#### TEXTABSCHNITT
• • •

Der einstige Börsenmanager habe sein Opfer über Jahre hinweg gefügig gemacht, hielt Staatsanwalt Peter Petersen dem Mann vor. So habe der Onkel seine Nichte gewarnt, er werde ihre Familie auseinanderbringen, sollte sie ihn verraten. Zudem habe er gedroht, nur wenn sie schweige, werde er zumindest ihre Schwester in Ruhe lassen. Angeklagt sind insgesamt sechs Vorfälle. Viermal habe sich K. an F. in ihrem Kinderzimmer vergangen. Dazu kommen zwei mutmaßliche Missbrauchsfälle bei einem Familienurlaub in Brasilien vor nun zwölf Jahren – dort soll der Angeklagte sie in einer Sauna und einem Hotelzimmer vergewaltigt haben. Erst 2006 habe sich die heute 28-Jährige einem Sozialarbeiter und später ihrer Mutter anvertraut, hieß es am Rande der Verhandlung.

• • •

#### GEGEBENE DATEN
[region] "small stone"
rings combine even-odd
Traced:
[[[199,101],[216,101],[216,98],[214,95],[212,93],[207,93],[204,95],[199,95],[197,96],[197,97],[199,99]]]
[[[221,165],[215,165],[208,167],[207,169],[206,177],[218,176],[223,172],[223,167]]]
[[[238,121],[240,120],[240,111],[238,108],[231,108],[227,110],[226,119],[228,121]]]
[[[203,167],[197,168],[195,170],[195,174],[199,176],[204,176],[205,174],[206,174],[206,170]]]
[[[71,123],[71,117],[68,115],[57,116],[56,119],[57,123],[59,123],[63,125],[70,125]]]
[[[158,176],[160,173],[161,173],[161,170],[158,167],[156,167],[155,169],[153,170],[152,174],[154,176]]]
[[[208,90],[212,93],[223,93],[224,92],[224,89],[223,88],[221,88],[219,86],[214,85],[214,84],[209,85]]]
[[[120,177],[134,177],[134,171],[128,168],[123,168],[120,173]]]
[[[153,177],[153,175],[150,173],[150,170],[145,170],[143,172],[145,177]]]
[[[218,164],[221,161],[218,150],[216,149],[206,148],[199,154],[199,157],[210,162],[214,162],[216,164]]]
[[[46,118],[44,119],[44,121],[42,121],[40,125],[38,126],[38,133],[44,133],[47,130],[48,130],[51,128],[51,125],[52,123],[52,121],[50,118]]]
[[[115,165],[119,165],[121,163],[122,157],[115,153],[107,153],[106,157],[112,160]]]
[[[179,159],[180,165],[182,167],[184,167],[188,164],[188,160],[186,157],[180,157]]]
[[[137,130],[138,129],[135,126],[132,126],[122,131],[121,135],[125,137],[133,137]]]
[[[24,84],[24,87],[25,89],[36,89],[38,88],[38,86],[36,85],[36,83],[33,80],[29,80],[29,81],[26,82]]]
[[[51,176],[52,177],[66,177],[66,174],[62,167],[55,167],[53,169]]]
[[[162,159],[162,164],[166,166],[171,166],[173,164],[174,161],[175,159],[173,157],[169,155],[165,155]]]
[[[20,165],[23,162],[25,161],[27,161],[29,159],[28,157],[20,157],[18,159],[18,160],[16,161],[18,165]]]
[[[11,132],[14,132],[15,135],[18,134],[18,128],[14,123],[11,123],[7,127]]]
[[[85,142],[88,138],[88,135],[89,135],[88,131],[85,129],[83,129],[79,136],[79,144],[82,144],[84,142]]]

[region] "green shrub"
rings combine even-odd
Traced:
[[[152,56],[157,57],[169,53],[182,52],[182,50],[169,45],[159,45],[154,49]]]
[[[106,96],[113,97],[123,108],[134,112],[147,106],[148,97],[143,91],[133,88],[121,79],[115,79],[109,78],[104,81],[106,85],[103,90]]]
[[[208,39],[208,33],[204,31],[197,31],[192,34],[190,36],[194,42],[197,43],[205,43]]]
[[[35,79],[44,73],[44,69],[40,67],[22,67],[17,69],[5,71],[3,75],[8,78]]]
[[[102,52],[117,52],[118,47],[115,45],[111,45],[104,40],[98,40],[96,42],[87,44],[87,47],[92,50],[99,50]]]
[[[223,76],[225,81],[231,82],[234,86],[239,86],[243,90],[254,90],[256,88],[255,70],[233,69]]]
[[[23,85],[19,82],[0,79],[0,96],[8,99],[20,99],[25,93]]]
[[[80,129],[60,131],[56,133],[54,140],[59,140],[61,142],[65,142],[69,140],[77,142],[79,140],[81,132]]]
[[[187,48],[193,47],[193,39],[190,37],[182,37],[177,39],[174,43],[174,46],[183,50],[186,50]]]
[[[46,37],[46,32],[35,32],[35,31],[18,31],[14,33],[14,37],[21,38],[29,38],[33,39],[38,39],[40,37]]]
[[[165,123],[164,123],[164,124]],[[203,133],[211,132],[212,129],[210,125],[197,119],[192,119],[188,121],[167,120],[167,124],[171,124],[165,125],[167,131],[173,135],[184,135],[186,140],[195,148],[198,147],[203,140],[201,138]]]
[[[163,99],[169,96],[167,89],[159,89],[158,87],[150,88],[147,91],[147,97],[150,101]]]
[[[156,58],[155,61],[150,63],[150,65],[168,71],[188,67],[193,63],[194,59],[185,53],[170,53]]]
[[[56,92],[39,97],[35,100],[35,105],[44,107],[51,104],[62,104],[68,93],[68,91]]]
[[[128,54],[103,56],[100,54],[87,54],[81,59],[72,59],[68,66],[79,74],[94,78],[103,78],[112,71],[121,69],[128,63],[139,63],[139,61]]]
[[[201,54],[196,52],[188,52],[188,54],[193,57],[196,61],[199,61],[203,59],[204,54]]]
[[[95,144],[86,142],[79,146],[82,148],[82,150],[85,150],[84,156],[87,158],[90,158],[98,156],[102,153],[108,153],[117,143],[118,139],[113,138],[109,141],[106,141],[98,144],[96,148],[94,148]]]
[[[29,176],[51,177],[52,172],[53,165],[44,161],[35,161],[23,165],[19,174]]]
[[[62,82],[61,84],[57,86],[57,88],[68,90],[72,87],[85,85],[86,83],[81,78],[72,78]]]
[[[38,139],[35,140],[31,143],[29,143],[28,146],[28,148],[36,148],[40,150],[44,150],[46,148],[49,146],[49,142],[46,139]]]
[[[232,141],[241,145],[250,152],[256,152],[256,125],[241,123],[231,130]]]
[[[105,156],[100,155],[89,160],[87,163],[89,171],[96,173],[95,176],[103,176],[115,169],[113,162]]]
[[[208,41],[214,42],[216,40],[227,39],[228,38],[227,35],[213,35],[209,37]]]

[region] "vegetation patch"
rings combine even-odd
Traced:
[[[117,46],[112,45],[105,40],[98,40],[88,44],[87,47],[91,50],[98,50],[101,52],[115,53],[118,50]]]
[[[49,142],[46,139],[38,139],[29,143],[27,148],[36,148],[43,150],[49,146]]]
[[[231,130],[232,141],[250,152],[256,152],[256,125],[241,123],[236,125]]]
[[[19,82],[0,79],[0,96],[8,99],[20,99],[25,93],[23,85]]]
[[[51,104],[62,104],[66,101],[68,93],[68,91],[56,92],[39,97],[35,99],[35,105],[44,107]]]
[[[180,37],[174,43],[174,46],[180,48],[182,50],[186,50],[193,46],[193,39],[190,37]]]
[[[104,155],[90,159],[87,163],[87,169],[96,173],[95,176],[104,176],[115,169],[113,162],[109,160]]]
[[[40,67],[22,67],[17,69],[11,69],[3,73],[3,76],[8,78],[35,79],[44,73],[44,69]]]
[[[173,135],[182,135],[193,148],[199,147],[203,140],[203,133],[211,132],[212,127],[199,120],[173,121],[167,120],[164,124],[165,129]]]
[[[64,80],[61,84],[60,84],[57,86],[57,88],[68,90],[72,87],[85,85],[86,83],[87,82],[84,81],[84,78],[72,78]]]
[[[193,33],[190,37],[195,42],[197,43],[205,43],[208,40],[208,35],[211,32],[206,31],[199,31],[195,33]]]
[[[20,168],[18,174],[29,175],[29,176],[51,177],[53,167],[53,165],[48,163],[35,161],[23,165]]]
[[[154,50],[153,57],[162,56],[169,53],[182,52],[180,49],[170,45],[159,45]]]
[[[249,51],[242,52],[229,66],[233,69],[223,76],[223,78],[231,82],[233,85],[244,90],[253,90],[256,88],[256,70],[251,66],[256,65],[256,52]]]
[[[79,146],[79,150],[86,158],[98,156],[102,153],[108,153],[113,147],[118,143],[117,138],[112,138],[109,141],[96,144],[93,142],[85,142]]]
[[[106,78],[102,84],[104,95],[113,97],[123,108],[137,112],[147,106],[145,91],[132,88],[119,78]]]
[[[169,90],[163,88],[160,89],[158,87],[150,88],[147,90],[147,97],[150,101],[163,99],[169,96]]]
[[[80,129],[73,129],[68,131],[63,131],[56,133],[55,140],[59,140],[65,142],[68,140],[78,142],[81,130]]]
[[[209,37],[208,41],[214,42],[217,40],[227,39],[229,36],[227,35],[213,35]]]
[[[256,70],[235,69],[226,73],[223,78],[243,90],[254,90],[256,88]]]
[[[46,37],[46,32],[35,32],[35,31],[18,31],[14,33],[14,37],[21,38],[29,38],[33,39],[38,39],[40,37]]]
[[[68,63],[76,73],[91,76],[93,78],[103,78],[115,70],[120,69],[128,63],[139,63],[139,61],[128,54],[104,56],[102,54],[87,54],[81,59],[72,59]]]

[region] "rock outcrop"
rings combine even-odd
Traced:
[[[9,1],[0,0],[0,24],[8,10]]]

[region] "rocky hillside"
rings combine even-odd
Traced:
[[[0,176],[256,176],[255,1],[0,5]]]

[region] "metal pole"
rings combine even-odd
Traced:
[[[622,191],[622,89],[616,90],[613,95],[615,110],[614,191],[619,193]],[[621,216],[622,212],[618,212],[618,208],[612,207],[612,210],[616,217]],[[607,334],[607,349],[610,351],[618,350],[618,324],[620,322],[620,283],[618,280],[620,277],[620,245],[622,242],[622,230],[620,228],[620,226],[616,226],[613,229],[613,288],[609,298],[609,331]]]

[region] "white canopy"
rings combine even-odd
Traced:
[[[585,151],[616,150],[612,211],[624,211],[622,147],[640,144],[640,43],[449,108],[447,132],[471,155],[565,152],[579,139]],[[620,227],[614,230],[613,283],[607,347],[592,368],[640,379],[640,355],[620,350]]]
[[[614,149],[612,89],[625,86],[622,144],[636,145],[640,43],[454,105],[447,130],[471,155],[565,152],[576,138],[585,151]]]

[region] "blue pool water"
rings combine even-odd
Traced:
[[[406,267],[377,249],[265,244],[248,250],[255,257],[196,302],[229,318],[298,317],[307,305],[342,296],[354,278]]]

• • •

#### ARBEITSAUFTRAG A
Welche Räume nennt der Prozessbericht als Orte der angeklagten Taten? Zähle alle auf.
#### ARBEITSAUFTRAG B
Prüfe anhand des Prozessberichts, ob diese Aussagen zutreffen: (i) Es sind insgesamt sechs Vorfälle angeklagt. (ii) Die junge Frau vertraute sich zuerst ihrer Mutter an. (iii) Der Familienurlaub in Brasilien liegt zwölf Jahre zurück.
#### ARBEITSAUFTRAG C
Schreibe den Prozessbericht im Anschluss an seinen letzten Satz weiter.

#### LÖSUNG A
Der Prozessbericht nennt das Kinderzimmer, eine Sauna und ein Hotelzimmer.

#### LÖSUNG B
(i) Ja: „Angeklagt sind insgesamt sechs Vorfälle.“
(ii) Nein: „Erst 2006 habe sich die heute 28-Jährige einem Sozialarbeiter und später ihrer Mutter anvertraut“.
(iii) Ja: „bei einem Familienurlaub in Brasilien vor nun zwölf Jahren“.

#### LÖSUNG C
Das Opfer werden immer noch wegen traumatischer Erfahrungen behandelt
Die Vernehmung der Zeugin fand am Dienstag unter Ausschluss der Öffentlichkeit statt, um ihre Intimsphäre zu schützen. Auch der Angeklagte musste nach einem Beschluss des Landgerichts den Raum während der Aussage verlassen. Zuvor hatte die Nebenklage ein ärztliches Attest verlesen, wonach die Frau immer noch wegen der traumatischen Erfahrungen behandelt werde – und ihre Aussage unter anderem aufgrund von Angstzuständen gefährdet sei, wenn sich der Angeklagte im selben Raum aufhalte.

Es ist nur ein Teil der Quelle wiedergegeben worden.